**Records for this task:**
━━━━━━━━━━━━━━━━━━━━

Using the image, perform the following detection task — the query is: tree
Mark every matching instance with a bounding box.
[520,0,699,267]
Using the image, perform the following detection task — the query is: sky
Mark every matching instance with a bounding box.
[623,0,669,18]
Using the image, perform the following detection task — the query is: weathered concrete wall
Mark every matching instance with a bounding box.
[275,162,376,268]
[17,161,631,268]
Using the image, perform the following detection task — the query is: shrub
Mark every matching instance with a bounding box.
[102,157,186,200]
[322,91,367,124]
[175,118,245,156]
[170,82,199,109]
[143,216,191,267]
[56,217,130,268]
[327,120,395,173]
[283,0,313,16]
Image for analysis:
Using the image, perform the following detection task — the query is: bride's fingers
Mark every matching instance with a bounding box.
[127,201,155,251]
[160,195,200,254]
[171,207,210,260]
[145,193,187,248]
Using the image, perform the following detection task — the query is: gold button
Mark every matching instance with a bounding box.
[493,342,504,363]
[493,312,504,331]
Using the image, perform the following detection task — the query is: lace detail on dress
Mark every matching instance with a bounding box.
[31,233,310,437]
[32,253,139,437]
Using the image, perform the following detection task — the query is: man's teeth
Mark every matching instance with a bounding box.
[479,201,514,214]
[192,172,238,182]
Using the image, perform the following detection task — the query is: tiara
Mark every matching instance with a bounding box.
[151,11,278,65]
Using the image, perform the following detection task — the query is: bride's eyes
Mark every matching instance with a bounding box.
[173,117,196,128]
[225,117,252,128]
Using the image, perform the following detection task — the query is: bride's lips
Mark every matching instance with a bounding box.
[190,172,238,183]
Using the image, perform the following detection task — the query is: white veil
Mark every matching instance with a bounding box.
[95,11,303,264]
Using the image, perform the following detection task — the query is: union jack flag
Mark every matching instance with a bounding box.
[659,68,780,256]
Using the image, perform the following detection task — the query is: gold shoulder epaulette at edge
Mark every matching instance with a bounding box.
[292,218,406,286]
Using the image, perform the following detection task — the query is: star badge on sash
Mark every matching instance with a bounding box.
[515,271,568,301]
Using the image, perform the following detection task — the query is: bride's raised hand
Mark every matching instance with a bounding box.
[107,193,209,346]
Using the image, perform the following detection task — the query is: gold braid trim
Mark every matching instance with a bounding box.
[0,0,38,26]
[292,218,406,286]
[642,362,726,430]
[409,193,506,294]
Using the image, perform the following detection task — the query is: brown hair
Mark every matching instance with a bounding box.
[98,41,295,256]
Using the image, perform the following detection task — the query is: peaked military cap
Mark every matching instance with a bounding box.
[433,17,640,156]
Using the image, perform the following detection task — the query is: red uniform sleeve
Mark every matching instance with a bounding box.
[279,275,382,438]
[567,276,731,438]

━━━━━━━━━━━━━━━━━━━━

**Brief:**
Update the listing above by replacing every "bounding box" with "rectangle" and leaving everything else unchanged.

**Response for this exercise:**
Using the image, perform the following detection task — the query is: tree
Mark every matching instance with a rectangle.
[520,0,699,267]
Using the image, perform the following detection task — the query is: sky
Mark every matching instance with a rectangle.
[623,0,669,18]
Using the image, perform the following detection task — the query is: weathered concrete wall
Mark every matching instance with a rectangle.
[275,162,376,268]
[17,161,631,268]
Using the image, perform the following detection task — the query is: shrub
Mark every matching instance with a rectangle.
[102,157,186,200]
[322,91,367,124]
[175,118,245,156]
[170,82,199,109]
[143,216,191,267]
[56,217,130,268]
[327,120,395,173]
[283,0,313,16]
Image for analysis:
Using the image, perform the following detection task — the query is: bride's fingers
Mark every matching instance with a rectangle.
[127,201,155,251]
[160,195,200,254]
[171,207,210,260]
[145,193,187,248]
Using the image, perform the following detection task — the query is: gold button
Mark every matching instance with a rectangle.
[493,342,504,363]
[493,312,504,331]
Using the image, perform the following detection task — the query is: lace detail on dress
Mark every matching instance with a rectangle.
[31,233,310,437]
[32,253,139,437]
Using the image, perform the following detection task — the query is: man's teeth
Mark every matching instance with a rectangle.
[479,201,514,214]
[192,172,238,182]
Using the image, perform the following detection task — the query is: tiara
Mark every matching instance with a rectangle.
[151,11,278,65]
Using the image, perform the following detection task — the query is: bride's eyes
Mark every matching instance with a rectangle.
[173,117,196,128]
[225,117,252,128]
Using the image, perform the following detection task — the query is: bride's lips
Mark every matching instance with a rectangle.
[190,172,238,183]
Using the image, perform the following detection task — the query is: white veil
Mark every matching instance with a rectangle.
[95,11,303,264]
Using the image, perform the following detection task — the query is: union jack flag
Mark every matching instance with a rectangle.
[659,68,780,256]
Using the image, perform the following detection task — the query is: gold shoulder epaulette at edge
Mark every matching instance with a rectangle.
[292,218,406,286]
Using the image, perform the following detection task — the query is: star badge on sash
Mark every matching instance with a rectangle.
[515,271,568,301]
Using the image, perform the following detection task — the query is: bride's raised hand
Mark every matching instance with a rectangle.
[107,193,209,346]
Using the image, perform the following detection task — the query is: gold braid trim
Mark every matching instance with a rectangle.
[0,0,38,26]
[292,218,406,286]
[642,362,726,430]
[409,193,506,294]
Using the image, perform the following detection task — the query is: brown hair
Mark every matching instance with a rectangle.
[98,41,295,256]
Using the image, perform the following detection task — the query is: peaked military cap
Mark every matching instance with a rectangle.
[433,17,640,156]
Using the image, perform the following detection task — the query is: red uniform sleeve
Mark every matching instance with a rectangle.
[279,275,382,438]
[567,276,731,438]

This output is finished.